* **Request**: Quote the records in full and leave their pictures out.

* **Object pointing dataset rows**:

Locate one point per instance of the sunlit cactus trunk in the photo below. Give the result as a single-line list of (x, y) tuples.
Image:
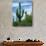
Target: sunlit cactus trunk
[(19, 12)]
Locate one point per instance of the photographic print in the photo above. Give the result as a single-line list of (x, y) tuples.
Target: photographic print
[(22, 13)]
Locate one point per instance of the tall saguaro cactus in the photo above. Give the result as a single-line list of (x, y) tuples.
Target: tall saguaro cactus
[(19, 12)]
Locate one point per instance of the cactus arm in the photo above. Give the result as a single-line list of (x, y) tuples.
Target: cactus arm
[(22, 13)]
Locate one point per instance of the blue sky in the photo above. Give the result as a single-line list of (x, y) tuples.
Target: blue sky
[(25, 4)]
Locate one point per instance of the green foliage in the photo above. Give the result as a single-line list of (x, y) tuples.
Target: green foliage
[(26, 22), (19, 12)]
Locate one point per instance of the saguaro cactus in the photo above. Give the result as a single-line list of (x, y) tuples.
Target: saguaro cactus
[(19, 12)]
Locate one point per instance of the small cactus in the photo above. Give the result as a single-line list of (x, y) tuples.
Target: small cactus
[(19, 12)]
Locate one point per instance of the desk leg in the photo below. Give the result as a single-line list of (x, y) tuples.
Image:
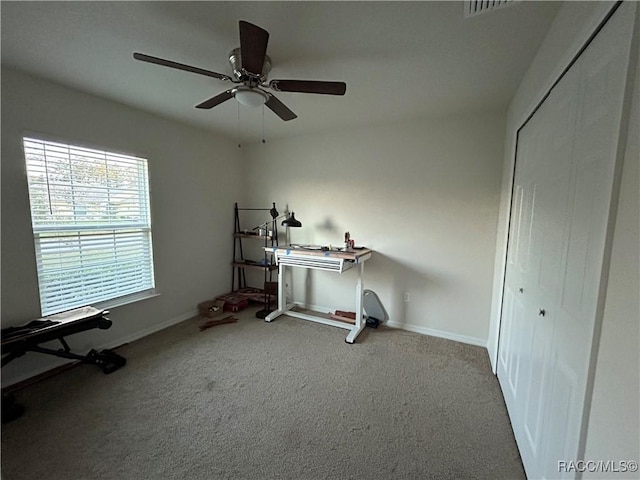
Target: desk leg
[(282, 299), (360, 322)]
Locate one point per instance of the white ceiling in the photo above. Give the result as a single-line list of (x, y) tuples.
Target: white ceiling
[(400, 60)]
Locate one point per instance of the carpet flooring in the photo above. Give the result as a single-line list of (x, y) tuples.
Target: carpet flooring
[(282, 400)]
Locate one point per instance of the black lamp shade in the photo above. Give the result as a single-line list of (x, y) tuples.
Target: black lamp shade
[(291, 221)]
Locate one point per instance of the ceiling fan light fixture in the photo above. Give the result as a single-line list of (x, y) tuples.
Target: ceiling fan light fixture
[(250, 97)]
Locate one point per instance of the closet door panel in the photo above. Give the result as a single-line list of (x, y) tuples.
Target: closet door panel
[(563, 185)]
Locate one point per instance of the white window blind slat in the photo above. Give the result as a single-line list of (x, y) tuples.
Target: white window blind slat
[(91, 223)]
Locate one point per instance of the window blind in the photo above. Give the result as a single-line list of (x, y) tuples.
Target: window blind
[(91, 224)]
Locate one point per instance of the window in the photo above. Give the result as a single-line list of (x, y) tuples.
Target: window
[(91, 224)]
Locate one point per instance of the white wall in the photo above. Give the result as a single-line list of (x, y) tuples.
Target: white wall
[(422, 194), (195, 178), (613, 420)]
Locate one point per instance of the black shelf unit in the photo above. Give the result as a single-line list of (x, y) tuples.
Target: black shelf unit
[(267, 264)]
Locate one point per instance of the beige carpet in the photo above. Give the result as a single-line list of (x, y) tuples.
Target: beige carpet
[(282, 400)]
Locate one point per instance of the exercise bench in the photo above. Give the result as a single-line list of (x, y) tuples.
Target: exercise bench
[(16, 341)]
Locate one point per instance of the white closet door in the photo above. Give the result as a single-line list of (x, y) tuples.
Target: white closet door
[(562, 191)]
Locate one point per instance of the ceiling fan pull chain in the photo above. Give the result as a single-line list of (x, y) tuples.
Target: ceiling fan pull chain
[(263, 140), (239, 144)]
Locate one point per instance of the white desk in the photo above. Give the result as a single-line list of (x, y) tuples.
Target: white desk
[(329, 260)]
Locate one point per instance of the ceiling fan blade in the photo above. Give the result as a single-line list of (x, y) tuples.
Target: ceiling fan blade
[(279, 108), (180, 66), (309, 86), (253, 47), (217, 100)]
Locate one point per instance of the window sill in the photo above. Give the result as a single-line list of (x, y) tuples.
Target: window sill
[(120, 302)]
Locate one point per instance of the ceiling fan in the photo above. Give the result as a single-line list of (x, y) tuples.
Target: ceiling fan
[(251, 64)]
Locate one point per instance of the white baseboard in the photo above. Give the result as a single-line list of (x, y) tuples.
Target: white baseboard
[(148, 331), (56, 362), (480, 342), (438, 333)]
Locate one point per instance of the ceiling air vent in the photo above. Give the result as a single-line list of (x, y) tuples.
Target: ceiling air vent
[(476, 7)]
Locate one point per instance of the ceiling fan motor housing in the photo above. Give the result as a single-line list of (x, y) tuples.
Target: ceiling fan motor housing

* **The solution**:
Locate one point per instance of the sunlit cactus trunk in the photo below. Give the result as a single-line list of (x, y) tuples.
Image:
Target: sunlit cactus trunk
[(19, 12)]
Locate one point per instance of the photographic print in the photo above. Give the result as a single-line list of (x, y) tuples.
Target: photographic print
[(22, 13)]
Locate one point per instance of the tall saguaro cactus in the photo above. Give the result as a single-line list of (x, y) tuples.
Target: tall saguaro cactus
[(19, 12)]
Locate one point per instance of the cactus arm in the photo above. Give the result as a single-line list of (x, y) tuples.
Target: cactus arm
[(22, 13)]
Locate one point per instance of the blue sky in the photo above. Give the result as a single-line list of (x, y) tuples.
Target: blue sky
[(25, 4)]
Locate one point per instance of the green foliage in the photo above. Give the result as a single-line list of (x, y) tuples.
Target: green foliage
[(26, 22), (19, 12)]
Locate one point per instance of the saguaro cactus in the photo above. Give the result as a single-line list of (x, y) tuples.
Target: saguaro cactus
[(19, 12)]
Locate one point per instance of the small cactus in the photo above. Give the result as a single-line list of (x, y) tuples.
Target: small cactus
[(19, 12)]
Locate one point per instance of the desk leg in the photo below. Give the result as a single-line list of (x, y) tuples.
Image:
Target: desk leg
[(282, 299), (360, 322)]
Locate one point per instance of the white ceiling in the photo above. Give the result as a single-line list of (x, y) tuples.
Target: white ceiling
[(400, 60)]
Locate one point per instance of the carpet flooring in the photo above. Give the result as a single-line list of (x, y) tuples.
Target: carpet flooring
[(282, 400)]
Locate one point per instance of the black lamp shade in the photo above. Give the result as a single-line list of (x, y) tuples.
Target: black lamp shade
[(291, 221)]
Locate one point per instance of the ceiling fan light fixture in the photo above. Give the result as a single-line list of (x, y) tuples.
Target: ceiling fan light fixture
[(250, 97)]
Locate one point per instance of the closet door panel in the photo above. Give the result as a single-line list of (x, y) tuples.
Target: closet door panel
[(563, 185)]
Locate one point per instance of the white window blind slat in the photo above. Give the result as a single-line list of (x, y) tuples.
Target: white window blind slat
[(91, 223)]
Locate one point per instance of the window blind in the photo above. Give the result as a single-line list of (x, y) tuples.
Target: window blind
[(91, 224)]
Locate one point per instance of the window in the photo above. Give the result as a single-line list of (x, y) tuples.
Target: window
[(91, 224)]
Locate one point per instance of the white wall in the photo above. Give the result as a single-line list of (x, y) tuples.
Target: white wall
[(422, 194), (195, 178), (613, 420)]
Locate one point per instance of the black shelf unit in the photo above. Give the result as a single-line list of (x, y) tuples.
Target: black shelf unit
[(267, 264)]
Locate one point per instance of the beige carpet in the photo above. Give the result as a single-line list of (x, y) tuples.
Target: beige carpet
[(282, 400)]
Locate one point per instance of the exercise bench in the photo above. Give the result as a single-line list of (x, y) tuples.
Target: exercise bench
[(16, 341)]
Locate one point per instance of the white closet door in the photo above. Give the result as a single-line list of (x, y) tuples.
Target: white closet door
[(562, 191)]
Locate one point per instance of the ceiling fan pull chain in the photo above. Give the result as a single-line list of (x, y) tuples.
Target: ceiling fan pull chain
[(263, 140), (239, 144)]
Locate one point per instance of the white desk in the photo above. Give the result as a single-line list of (x, y) tuples.
Target: white desk
[(329, 260)]
Locate one point per instance of the ceiling fan blade in the photo above. Give the result as a single-line list of (x, y) tuples.
Target: ceiling fan blade
[(279, 108), (180, 66), (309, 86), (253, 47), (217, 100)]
Locate one point per instance of the window sill in the photo above. Give the result as a single-line list of (x, y) tuples.
Target: window sill
[(120, 302)]
Locate one point per instance of the ceiling fan in the photo above. Give the result as a single-line list of (x, y) tuples.
Target: ceiling fan
[(251, 64)]
Locate one point per instance of the white baseboard in the photo above. Give the result as a single-line list of (x, y) tuples.
Target: white baseboard
[(148, 331), (56, 362), (480, 342), (438, 333)]
Locate one point per instance of the ceiling air vent in the photo above. Give the result as a single-line list of (x, y) tuples.
Target: ceiling air vent
[(476, 7)]
Locate one point per instance of the ceiling fan motor housing in the photo above. Give the result as a single-line list of (x, y) tuples.
Target: ceiling fan motor housing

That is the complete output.